Selected passage:
A Defense Department report to Congress gets an A in self-delusion and an F for accuracy and truth.

June 03, 2006|Anthony H. Cordesman | ANTHONY H. CORDESMAN is a defense and intelligence expert at the Center for Strategic and International Studies in Washington. He is the author of "The Iraq War: Strategy, Tactics and Military Lessons."

IF THE UNITED STATES is to win in Iraq, it needs an honest and objective picture of what is happening there. The media and outside experts can provide pieces of this picture, but only the U.S. government has the resources and access to information to offer a comprehensive overview.

But the quarterly report to Congress issued May 30 by the Department of Defense, "Measuring Stability and Security in Iraq," like the weekly reports the State Department issues on Iraq, is profoundly flawed. It does more than simply spin the situation to provide false assurances to lawmakers and the public. It makes basic analytical and statistical mistakes, fails to define key terms, provides undefined and unverifiable survey information and deals with key issues by omission. It deserves an overall grade of F.

Given instruction:
Using the commentary on the Defense Department's Iraq report above, answer these:
1. At which organization does the author work as a defense and intelligence expert?
2. On what date was the quarterly report to Congress issued?
3. What overall grade does the author give that report?

Provided material:
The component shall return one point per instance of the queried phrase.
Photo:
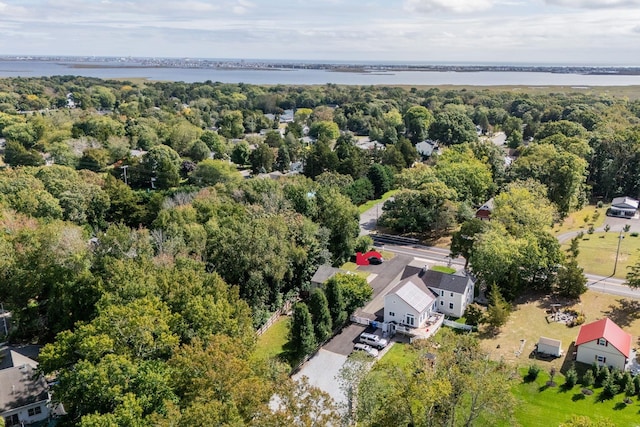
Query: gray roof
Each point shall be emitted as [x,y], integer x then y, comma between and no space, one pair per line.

Full solution:
1. The Center for Strategic and International Studies in Washington.
2. May 30.
3. F.